# ACTION ITEM
Would you return the entries exactly, with every line intact?

+--

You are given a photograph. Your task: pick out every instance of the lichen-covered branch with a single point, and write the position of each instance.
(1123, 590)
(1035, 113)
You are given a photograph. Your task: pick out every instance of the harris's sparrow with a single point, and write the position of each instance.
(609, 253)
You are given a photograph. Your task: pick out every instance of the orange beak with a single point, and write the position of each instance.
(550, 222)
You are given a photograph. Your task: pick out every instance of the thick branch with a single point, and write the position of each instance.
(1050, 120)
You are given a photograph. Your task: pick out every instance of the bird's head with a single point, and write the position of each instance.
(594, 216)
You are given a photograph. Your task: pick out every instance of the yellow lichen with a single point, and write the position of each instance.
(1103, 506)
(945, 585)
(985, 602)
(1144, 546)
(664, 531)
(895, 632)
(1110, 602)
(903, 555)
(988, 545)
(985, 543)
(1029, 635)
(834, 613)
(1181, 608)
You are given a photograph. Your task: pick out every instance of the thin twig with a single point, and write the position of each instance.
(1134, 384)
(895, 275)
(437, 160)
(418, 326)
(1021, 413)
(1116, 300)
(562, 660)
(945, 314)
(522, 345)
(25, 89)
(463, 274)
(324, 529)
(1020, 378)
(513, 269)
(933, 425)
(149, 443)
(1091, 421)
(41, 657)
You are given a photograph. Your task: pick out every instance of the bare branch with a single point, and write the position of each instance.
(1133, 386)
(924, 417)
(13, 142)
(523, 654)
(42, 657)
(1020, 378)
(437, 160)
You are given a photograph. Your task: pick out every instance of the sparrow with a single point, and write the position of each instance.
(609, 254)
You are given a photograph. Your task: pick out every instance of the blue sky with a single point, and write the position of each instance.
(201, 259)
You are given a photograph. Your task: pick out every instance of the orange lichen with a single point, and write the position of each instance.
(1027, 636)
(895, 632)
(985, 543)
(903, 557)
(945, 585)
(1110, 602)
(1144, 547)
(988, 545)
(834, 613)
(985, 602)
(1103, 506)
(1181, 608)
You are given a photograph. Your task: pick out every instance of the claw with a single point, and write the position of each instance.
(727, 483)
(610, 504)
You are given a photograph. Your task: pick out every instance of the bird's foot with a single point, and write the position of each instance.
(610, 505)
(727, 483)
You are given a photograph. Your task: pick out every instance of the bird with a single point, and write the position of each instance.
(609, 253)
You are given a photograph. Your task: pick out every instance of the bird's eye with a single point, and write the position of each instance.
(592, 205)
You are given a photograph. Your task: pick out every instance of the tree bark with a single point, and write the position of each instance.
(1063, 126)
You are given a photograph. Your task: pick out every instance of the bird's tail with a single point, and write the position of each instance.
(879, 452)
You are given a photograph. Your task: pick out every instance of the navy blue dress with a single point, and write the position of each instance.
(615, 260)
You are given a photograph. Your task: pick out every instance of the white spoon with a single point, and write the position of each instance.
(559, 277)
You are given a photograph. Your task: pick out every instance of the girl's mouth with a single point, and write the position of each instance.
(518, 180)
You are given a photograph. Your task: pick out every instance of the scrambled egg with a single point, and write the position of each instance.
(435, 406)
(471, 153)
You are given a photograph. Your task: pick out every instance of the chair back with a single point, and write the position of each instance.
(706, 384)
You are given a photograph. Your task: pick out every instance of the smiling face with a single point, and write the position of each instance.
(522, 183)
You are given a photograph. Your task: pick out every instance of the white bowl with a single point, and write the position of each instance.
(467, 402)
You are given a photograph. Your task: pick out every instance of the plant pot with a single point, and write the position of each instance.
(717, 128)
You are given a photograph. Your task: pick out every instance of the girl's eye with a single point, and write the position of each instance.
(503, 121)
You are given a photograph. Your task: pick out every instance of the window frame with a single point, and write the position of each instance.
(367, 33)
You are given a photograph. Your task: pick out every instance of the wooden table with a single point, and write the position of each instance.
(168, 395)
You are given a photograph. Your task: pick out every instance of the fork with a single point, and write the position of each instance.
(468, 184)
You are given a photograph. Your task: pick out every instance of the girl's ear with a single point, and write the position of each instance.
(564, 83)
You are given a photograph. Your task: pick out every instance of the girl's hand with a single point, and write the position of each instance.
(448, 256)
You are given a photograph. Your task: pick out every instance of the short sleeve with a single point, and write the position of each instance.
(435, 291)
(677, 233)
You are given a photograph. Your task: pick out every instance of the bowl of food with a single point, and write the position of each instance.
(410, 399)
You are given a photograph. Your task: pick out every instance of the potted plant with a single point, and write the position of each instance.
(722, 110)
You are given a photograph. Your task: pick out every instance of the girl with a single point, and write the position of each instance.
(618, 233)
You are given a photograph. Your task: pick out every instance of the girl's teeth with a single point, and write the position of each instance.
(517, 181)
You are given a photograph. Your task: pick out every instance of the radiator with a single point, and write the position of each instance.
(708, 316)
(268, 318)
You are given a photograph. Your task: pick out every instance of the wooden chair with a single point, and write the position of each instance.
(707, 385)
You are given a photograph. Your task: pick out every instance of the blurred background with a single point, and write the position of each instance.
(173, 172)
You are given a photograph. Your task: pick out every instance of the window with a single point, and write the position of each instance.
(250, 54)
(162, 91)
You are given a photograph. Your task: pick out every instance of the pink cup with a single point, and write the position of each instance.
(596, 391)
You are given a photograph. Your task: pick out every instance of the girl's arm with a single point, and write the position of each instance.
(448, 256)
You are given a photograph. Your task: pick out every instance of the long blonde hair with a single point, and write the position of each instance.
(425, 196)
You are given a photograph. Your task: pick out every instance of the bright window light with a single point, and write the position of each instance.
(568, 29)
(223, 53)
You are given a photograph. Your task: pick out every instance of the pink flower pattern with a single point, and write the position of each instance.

+--

# EXERCISE OUTPUT
You are given a photograph. Your task: pick out every instance of the lichen-covered branch with a single point, and write the position of each instance.
(1123, 590)
(1035, 113)
You are given a photograph. Your task: pick out every instance of the harris's sparrow with a single point, and write the position of each instance.
(609, 253)
You are given a photograph. Your task: pick out every instance of the orange beak with a single point, and write the position of each instance.
(550, 222)
You are given a photograph. Your task: pick out every instance of the thick branch with a single point, and write the position of each instance.
(1050, 120)
You are given a photograph. Your task: pick out every instance of the bird's head with a single point, and write the position of each instance.
(594, 216)
You are given a photograph. Your task: pick out every instance of the yellow lichen with a single point, and write the position of each instance.
(1103, 506)
(945, 585)
(985, 602)
(1144, 546)
(664, 531)
(895, 632)
(1110, 602)
(903, 555)
(988, 545)
(985, 543)
(1029, 635)
(834, 613)
(1181, 608)
You are given a photograph. Your task: pick out every instance of the thin twig with a single point, and write the position of each instance.
(1134, 384)
(895, 275)
(437, 160)
(418, 326)
(1021, 413)
(1116, 300)
(562, 660)
(945, 314)
(522, 345)
(25, 89)
(463, 274)
(324, 529)
(1020, 378)
(513, 269)
(933, 425)
(149, 443)
(1091, 421)
(41, 657)
You are given a photograph. Your task: pick out every instance of the bare branch with a single point, and write the position of each instance.
(1133, 386)
(924, 417)
(13, 142)
(523, 654)
(42, 657)
(1020, 378)
(437, 160)
You are given a photograph. Your task: pick out every instance of the sparrow with a single point, and write the position of each instance.
(609, 254)
You are given a photograph. Your task: pick out every instance of the blue sky with a single point, and write the position of each instance.
(201, 259)
You are given a photograph. Your task: pick out every instance of the orange lichen with a single point, and write the position of each instance.
(1027, 636)
(895, 632)
(985, 543)
(903, 557)
(945, 585)
(1110, 602)
(1144, 547)
(988, 545)
(834, 613)
(985, 602)
(1103, 506)
(1181, 608)
You are given a photograph. Your task: pick out every instance of the claw with a single point, and write the position of each instance.
(727, 483)
(610, 504)
You are given a photograph. Your task: pick out every instance of the bird's foot with a single point, and write the position of each instance.
(610, 505)
(727, 483)
You are given a photograph. Your task: pick out every instance of the bird with a single point, and write the position of each instance.
(609, 253)
You are given a photograph. Your task: pick out every instance of the bird's eye with a single point, and write the position of each instance.
(592, 205)
You are given a photograph. Your task: pick out every instance of the tree bark with a single point, and write the position of each instance.
(1063, 126)
You are given a photograph. Your task: pick out every instance of the bird's tail with a single point, and write the position of each instance.
(879, 452)
You are given a photograph. Your task: pick out every instance of the navy blue dress with a single point, and write the position of each instance.
(615, 260)
You are given a photograph. Your task: pick out every instance of the white spoon with a single point, and write the position of each instance.
(559, 277)
You are given a photograph. Your task: pick out every instance of the girl's mouth with a single point, and write the position of each instance.
(518, 180)
You are given a photograph. Your task: pick out every instance of the scrambled egg with a single point, and write the position of each instance.
(435, 406)
(471, 153)
You are given a photograph. Your task: pick out every instance of the chair back with a single point, and write the position of each instance.
(706, 384)
You are given a photograph. Your task: pick out every instance of the smiling face with a single point, and write the position of each instance.
(522, 183)
You are given a photograph. Your task: pick out every instance of the white bowl with a single point, and write the position of each instance.
(467, 402)
You are given a photograph. Your task: pick out every instance of the plant pot with a single point, and write the position of each instance.
(717, 128)
You are given a photograph. Your task: pick out every instance of the girl's eye with a single point, and write the position of each instance.
(503, 121)
You are given a photograph. Your task: pick out every instance of the window frame with a single point, and write the position of each instance.
(367, 33)
You are given a photograph. Your task: pick out every instance of the wooden table with a single point, and write the position of each instance.
(168, 395)
You are given a photograph. Your task: pick out every instance of the fork with a single point, and write the position of each instance.
(468, 184)
You are given a photograph. Your task: pick out every instance of the girl's ear with a single point, and write the position of each instance.
(564, 83)
You are given a photograph. Your task: pick out every instance of the girl's hand with a single point, and write the position of each instance.
(448, 256)
You are given a photograph. Your task: pick out every instance of the short sleeve with a single point, and write the position of each instance.
(435, 291)
(677, 233)
You are given a photograph. Your task: pick out every instance of the bowl of food with a single point, and write the position of each instance.
(410, 399)
You are given a photograph. Your task: pick out every instance of the potted plant with a single point, and write the position of each instance.
(722, 110)
You are given a photograph. Your task: pick out every instance of the girl with a single point, and write the position of each instance.
(618, 233)
You are given a photograph. Your task: pick out every instance of the girl's teeth with a single point, and write the position of each instance.
(517, 181)
You are given a photograph. Your task: pick out every instance of the radiator with a single point, and write the position of each instance.
(708, 316)
(268, 318)
You are given a photograph. Your task: pick out every instance of the wooden chair with a single point, and write the position of each instance.
(707, 385)
You are given a photograph. Your task: pick out every instance of the blurred background with a single point, and write the position of each instance.
(173, 172)
You are given a photograph. Your task: pick out every instance of the window with a single point, and write the position of each instance.
(250, 54)
(162, 91)
You are given a photograph. Your task: pick out every instance of the pink cup with a single point, and write the position of each instance.
(596, 391)
You are given a photograph. Your task: pick out every instance of the girl's arm with a single point, and write the position of each instance.
(448, 256)
You are given a photograph. Your task: pick out every instance of the long blonde hair with a single point, and write the position of each instance.
(425, 196)
You are given a photograph. Your task: pick out every instance of the bright window light with a single point, and write the position of each instance.
(568, 29)
(223, 53)
You are given a photograph. Your task: pick out every instance of the pink flower pattern with a single point, and write the position of each instance.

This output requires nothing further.